• YOUR GOAL
Filter the items below, copying each line that holds the word "ground".

• GIVEN DATA

· · · · ·

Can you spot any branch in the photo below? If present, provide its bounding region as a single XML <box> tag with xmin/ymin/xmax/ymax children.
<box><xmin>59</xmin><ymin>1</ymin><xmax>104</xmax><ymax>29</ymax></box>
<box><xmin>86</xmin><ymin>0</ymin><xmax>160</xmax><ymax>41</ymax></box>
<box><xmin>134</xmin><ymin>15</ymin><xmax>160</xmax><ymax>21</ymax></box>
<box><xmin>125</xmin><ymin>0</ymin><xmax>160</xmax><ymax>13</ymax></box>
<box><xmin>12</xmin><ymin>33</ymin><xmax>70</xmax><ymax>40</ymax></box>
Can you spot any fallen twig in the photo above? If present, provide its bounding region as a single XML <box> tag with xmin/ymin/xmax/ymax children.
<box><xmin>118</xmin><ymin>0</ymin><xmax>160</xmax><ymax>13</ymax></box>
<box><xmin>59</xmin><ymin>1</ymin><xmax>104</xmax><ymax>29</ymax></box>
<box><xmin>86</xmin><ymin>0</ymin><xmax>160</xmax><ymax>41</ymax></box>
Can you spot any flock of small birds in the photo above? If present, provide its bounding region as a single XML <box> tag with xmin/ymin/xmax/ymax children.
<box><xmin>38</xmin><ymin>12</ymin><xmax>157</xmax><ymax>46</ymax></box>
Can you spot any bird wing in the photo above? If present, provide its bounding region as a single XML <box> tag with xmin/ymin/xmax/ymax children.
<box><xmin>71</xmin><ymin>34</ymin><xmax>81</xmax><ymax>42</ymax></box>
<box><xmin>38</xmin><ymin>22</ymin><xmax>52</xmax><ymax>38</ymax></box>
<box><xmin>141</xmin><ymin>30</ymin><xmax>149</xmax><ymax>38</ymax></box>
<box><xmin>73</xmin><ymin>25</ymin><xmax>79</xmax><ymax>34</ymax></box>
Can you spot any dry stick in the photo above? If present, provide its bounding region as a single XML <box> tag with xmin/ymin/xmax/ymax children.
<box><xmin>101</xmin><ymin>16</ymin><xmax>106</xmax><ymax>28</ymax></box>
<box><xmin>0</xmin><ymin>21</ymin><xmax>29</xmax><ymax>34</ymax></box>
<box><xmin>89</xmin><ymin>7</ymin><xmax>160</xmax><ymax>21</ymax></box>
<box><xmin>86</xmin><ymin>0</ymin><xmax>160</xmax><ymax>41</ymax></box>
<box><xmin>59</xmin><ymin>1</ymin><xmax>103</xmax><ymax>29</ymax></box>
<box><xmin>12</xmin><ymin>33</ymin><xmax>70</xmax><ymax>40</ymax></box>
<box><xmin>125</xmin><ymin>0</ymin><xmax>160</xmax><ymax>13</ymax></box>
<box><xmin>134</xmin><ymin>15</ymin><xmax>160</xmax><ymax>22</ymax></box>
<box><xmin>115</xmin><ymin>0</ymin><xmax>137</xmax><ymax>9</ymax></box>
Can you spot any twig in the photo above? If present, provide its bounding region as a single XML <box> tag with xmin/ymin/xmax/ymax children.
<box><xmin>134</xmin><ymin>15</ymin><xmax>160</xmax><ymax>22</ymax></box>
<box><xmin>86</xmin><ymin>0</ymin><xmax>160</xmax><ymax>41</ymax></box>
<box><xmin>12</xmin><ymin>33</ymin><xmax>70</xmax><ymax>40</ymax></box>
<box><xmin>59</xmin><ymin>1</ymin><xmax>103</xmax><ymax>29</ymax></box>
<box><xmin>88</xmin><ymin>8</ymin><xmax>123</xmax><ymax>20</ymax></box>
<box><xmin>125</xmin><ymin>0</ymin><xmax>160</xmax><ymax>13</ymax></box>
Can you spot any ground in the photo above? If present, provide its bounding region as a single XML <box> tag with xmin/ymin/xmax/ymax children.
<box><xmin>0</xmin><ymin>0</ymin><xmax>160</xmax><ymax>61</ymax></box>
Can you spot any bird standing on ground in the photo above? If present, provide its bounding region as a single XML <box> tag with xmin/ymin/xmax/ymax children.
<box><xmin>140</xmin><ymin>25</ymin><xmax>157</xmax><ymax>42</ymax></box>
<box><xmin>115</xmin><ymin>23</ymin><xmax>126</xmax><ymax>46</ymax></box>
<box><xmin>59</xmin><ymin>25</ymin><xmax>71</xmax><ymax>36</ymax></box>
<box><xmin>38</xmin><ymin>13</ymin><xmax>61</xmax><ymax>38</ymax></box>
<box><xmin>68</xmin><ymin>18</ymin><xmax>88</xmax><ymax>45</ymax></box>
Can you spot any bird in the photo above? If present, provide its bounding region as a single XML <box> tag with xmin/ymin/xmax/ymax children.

· · · · ·

• RESPONSE TO THE EXERCISE
Can you spot any ground in the photo above? If present, provide its bounding region as a single XML <box> tag with xmin/ymin/xmax/ymax children.
Can you spot any bird standing on ground in the photo above? If present, provide its bounding region as a single XML <box> tag with xmin/ymin/xmax/ymax children.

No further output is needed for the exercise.